**INPUT DATA:**
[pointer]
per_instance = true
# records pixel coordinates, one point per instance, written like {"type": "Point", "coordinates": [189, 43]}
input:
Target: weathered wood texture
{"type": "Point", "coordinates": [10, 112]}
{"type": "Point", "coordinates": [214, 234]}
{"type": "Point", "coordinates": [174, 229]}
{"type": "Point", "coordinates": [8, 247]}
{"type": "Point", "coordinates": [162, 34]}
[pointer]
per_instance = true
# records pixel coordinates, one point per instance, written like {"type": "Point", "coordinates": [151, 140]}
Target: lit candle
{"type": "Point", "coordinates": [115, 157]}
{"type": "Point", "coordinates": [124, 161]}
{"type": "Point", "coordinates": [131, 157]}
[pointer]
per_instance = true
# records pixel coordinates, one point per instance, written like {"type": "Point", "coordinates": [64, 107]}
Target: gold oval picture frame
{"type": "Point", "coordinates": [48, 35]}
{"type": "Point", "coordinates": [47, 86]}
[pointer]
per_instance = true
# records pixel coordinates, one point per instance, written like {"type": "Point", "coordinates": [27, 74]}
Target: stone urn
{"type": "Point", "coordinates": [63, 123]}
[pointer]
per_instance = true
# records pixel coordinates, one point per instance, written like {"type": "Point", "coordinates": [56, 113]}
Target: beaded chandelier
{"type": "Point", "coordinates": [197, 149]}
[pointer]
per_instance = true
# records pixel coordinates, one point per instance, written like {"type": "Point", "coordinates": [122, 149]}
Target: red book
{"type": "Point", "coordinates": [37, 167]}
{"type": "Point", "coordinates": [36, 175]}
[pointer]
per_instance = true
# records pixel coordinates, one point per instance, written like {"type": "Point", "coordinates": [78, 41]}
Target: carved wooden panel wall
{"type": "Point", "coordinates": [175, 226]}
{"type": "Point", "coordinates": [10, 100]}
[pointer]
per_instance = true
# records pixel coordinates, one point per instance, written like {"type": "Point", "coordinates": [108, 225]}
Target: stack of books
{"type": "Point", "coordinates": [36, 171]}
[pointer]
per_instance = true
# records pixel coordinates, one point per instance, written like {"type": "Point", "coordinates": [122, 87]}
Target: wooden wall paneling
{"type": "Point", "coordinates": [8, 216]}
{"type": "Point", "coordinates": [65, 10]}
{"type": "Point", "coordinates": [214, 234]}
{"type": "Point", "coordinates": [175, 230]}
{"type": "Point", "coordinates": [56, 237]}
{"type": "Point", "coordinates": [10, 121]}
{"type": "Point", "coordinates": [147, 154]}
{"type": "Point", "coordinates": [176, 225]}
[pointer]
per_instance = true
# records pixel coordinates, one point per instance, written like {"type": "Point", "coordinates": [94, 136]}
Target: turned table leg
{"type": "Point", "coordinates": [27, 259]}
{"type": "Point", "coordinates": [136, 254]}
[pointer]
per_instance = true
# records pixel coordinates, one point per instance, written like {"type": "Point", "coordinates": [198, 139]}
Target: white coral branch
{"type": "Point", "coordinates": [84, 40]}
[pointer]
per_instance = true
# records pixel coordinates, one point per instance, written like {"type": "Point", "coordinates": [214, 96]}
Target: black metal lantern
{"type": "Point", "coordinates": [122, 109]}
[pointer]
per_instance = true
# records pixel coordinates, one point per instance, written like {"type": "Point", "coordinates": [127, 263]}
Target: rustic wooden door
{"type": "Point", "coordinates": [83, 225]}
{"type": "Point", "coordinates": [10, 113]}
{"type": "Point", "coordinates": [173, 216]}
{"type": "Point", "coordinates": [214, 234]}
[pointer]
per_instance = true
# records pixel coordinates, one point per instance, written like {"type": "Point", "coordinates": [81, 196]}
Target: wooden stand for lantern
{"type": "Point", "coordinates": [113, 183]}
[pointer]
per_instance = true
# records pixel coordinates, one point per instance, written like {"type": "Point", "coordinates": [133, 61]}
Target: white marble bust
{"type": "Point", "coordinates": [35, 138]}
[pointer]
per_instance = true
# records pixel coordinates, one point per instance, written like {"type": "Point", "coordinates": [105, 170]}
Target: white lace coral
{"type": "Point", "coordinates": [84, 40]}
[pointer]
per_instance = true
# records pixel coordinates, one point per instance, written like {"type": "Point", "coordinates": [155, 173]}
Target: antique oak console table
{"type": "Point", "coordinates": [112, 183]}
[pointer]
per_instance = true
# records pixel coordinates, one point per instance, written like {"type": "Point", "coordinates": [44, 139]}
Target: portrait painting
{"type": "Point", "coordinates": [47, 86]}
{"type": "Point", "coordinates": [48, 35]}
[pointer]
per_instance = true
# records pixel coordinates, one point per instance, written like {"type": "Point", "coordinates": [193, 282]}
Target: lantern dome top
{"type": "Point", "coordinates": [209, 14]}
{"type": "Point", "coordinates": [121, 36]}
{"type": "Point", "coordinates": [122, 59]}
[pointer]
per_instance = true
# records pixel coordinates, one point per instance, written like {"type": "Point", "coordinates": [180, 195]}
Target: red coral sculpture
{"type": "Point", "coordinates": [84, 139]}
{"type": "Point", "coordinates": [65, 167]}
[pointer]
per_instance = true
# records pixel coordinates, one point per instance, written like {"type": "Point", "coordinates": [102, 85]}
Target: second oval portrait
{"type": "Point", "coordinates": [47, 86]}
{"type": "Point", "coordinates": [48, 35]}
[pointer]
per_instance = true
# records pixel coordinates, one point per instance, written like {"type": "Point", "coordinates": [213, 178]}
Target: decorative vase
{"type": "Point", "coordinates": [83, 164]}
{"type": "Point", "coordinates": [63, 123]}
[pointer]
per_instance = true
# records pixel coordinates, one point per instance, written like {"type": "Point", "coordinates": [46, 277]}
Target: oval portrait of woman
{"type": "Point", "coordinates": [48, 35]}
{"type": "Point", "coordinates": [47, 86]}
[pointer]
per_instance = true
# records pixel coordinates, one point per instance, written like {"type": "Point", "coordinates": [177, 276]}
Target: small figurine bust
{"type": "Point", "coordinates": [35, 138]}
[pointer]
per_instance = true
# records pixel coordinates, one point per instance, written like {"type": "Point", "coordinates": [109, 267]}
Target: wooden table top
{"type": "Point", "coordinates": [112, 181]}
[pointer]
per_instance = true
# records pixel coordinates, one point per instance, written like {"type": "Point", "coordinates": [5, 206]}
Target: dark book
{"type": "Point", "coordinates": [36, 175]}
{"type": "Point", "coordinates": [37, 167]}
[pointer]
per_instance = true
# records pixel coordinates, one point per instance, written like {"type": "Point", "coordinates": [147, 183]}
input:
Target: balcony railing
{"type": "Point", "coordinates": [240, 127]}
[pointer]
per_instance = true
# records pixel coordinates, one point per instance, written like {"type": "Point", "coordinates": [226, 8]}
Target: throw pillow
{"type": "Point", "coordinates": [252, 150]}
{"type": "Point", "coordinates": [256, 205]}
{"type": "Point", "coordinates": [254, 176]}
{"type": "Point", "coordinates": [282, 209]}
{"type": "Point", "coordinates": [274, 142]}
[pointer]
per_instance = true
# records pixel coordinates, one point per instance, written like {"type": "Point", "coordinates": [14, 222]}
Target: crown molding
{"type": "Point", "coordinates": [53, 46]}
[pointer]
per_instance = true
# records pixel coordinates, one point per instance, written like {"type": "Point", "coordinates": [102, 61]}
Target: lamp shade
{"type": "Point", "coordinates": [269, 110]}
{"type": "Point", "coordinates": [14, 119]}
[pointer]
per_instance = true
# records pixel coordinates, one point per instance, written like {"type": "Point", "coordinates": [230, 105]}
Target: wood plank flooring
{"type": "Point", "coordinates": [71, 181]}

**AIM OF THE EXERCISE:** Reproduce every line above, keeping each word exactly as it appears.

**TASK ANSWER:**
[pointer]
per_instance = true
# records pixel coordinates, one point per instance, written like {"type": "Point", "coordinates": [189, 43]}
input:
Target: weathered wood texture
{"type": "Point", "coordinates": [10, 112]}
{"type": "Point", "coordinates": [214, 234]}
{"type": "Point", "coordinates": [174, 229]}
{"type": "Point", "coordinates": [8, 247]}
{"type": "Point", "coordinates": [162, 34]}
[pointer]
per_instance = true
# records pixel coordinates, one point per instance, written like {"type": "Point", "coordinates": [151, 140]}
Target: lit candle
{"type": "Point", "coordinates": [115, 157]}
{"type": "Point", "coordinates": [124, 161]}
{"type": "Point", "coordinates": [131, 157]}
[pointer]
per_instance = true
# records pixel coordinates, one point per instance, written like {"type": "Point", "coordinates": [64, 107]}
Target: gold oval picture frame
{"type": "Point", "coordinates": [48, 35]}
{"type": "Point", "coordinates": [47, 86]}
[pointer]
per_instance = true
# records pixel coordinates, one point per instance, written like {"type": "Point", "coordinates": [27, 74]}
Target: stone urn
{"type": "Point", "coordinates": [63, 123]}
[pointer]
per_instance = true
# records pixel coordinates, one point per instance, written like {"type": "Point", "coordinates": [56, 113]}
Target: beaded chandelier
{"type": "Point", "coordinates": [197, 149]}
[pointer]
per_instance = true
# records pixel coordinates, one point per instance, written like {"type": "Point", "coordinates": [122, 149]}
Target: red book
{"type": "Point", "coordinates": [37, 167]}
{"type": "Point", "coordinates": [36, 175]}
[pointer]
per_instance = true
# records pixel coordinates, one point per instance, written like {"type": "Point", "coordinates": [78, 41]}
Target: carved wooden panel wall
{"type": "Point", "coordinates": [175, 226]}
{"type": "Point", "coordinates": [10, 100]}
[pointer]
per_instance = true
# records pixel coordinates, one point per instance, written like {"type": "Point", "coordinates": [108, 225]}
Target: stack of books
{"type": "Point", "coordinates": [36, 171]}
[pointer]
per_instance = true
# records pixel coordinates, one point per instance, written like {"type": "Point", "coordinates": [122, 87]}
Target: wooden wall paneling
{"type": "Point", "coordinates": [8, 216]}
{"type": "Point", "coordinates": [65, 10]}
{"type": "Point", "coordinates": [214, 234]}
{"type": "Point", "coordinates": [175, 230]}
{"type": "Point", "coordinates": [56, 237]}
{"type": "Point", "coordinates": [10, 121]}
{"type": "Point", "coordinates": [147, 154]}
{"type": "Point", "coordinates": [176, 225]}
[pointer]
per_instance = true
# records pixel coordinates, one point per instance, written like {"type": "Point", "coordinates": [94, 136]}
Target: turned table leg
{"type": "Point", "coordinates": [27, 259]}
{"type": "Point", "coordinates": [136, 254]}
[pointer]
per_instance = true
# records pixel coordinates, one point per instance, written like {"type": "Point", "coordinates": [198, 139]}
Target: white coral branch
{"type": "Point", "coordinates": [84, 40]}
[pointer]
per_instance = true
# records pixel coordinates, one point per instance, written like {"type": "Point", "coordinates": [214, 96]}
Target: black metal lantern
{"type": "Point", "coordinates": [122, 109]}
[pointer]
per_instance = true
# records pixel coordinates, one point per instance, written like {"type": "Point", "coordinates": [127, 263]}
Target: rustic wooden door
{"type": "Point", "coordinates": [83, 225]}
{"type": "Point", "coordinates": [10, 113]}
{"type": "Point", "coordinates": [173, 216]}
{"type": "Point", "coordinates": [214, 234]}
[pointer]
per_instance = true
# records pixel coordinates, one point per instance, written like {"type": "Point", "coordinates": [81, 196]}
Target: wooden stand for lantern
{"type": "Point", "coordinates": [113, 183]}
[pointer]
per_instance = true
# records pixel coordinates, one point per instance, written like {"type": "Point", "coordinates": [133, 61]}
Target: white marble bust
{"type": "Point", "coordinates": [35, 138]}
[pointer]
per_instance = true
# records pixel coordinates, one point per instance, written like {"type": "Point", "coordinates": [105, 170]}
Target: white lace coral
{"type": "Point", "coordinates": [84, 40]}
[pointer]
per_instance = true
# records pixel coordinates, one point per instance, written like {"type": "Point", "coordinates": [155, 173]}
Target: antique oak console table
{"type": "Point", "coordinates": [112, 183]}
[pointer]
per_instance = true
# records pixel coordinates, one point per instance, written like {"type": "Point", "coordinates": [44, 139]}
Target: portrait painting
{"type": "Point", "coordinates": [47, 86]}
{"type": "Point", "coordinates": [48, 35]}
[pointer]
per_instance = true
# records pixel coordinates, one point per instance, written like {"type": "Point", "coordinates": [193, 282]}
Target: lantern dome top
{"type": "Point", "coordinates": [209, 14]}
{"type": "Point", "coordinates": [121, 36]}
{"type": "Point", "coordinates": [122, 59]}
[pointer]
per_instance = true
# records pixel coordinates, one point per instance, written like {"type": "Point", "coordinates": [180, 195]}
Target: red coral sculpture
{"type": "Point", "coordinates": [84, 139]}
{"type": "Point", "coordinates": [65, 167]}
[pointer]
per_instance = true
# records pixel coordinates, one point per instance, written like {"type": "Point", "coordinates": [102, 85]}
Target: second oval portrait
{"type": "Point", "coordinates": [47, 86]}
{"type": "Point", "coordinates": [48, 35]}
[pointer]
per_instance = true
# records pixel coordinates, one point per instance, written like {"type": "Point", "coordinates": [213, 178]}
Target: decorative vase
{"type": "Point", "coordinates": [83, 164]}
{"type": "Point", "coordinates": [63, 123]}
[pointer]
per_instance = true
# records pixel coordinates, one point per instance, written like {"type": "Point", "coordinates": [46, 277]}
Target: oval portrait of woman
{"type": "Point", "coordinates": [48, 35]}
{"type": "Point", "coordinates": [47, 86]}
[pointer]
per_instance = true
# records pixel coordinates, one point per instance, written like {"type": "Point", "coordinates": [177, 276]}
Target: small figurine bust
{"type": "Point", "coordinates": [35, 138]}
[pointer]
per_instance = true
# records pixel coordinates, one point per instance, written like {"type": "Point", "coordinates": [109, 267]}
Target: wooden table top
{"type": "Point", "coordinates": [112, 181]}
[pointer]
per_instance = true
# records pixel coordinates, one point per instance, written like {"type": "Point", "coordinates": [5, 206]}
Target: dark book
{"type": "Point", "coordinates": [36, 175]}
{"type": "Point", "coordinates": [37, 167]}
[pointer]
per_instance = true
# records pixel coordinates, one point per instance, written like {"type": "Point", "coordinates": [147, 183]}
input:
Target: balcony railing
{"type": "Point", "coordinates": [240, 127]}
[pointer]
per_instance = true
# records pixel coordinates, one point per instance, written like {"type": "Point", "coordinates": [226, 8]}
Target: throw pillow
{"type": "Point", "coordinates": [252, 150]}
{"type": "Point", "coordinates": [256, 205]}
{"type": "Point", "coordinates": [254, 176]}
{"type": "Point", "coordinates": [282, 209]}
{"type": "Point", "coordinates": [274, 142]}
[pointer]
per_instance = true
# records pixel coordinates, one point per instance, written like {"type": "Point", "coordinates": [14, 222]}
Target: crown molding
{"type": "Point", "coordinates": [53, 46]}
[pointer]
per_instance = true
# records pixel coordinates, one point per instance, written like {"type": "Point", "coordinates": [102, 61]}
Target: lamp shade
{"type": "Point", "coordinates": [269, 110]}
{"type": "Point", "coordinates": [14, 119]}
[pointer]
per_instance = true
# records pixel coordinates, one point per instance, written like {"type": "Point", "coordinates": [230, 105]}
Target: wood plank flooring
{"type": "Point", "coordinates": [71, 181]}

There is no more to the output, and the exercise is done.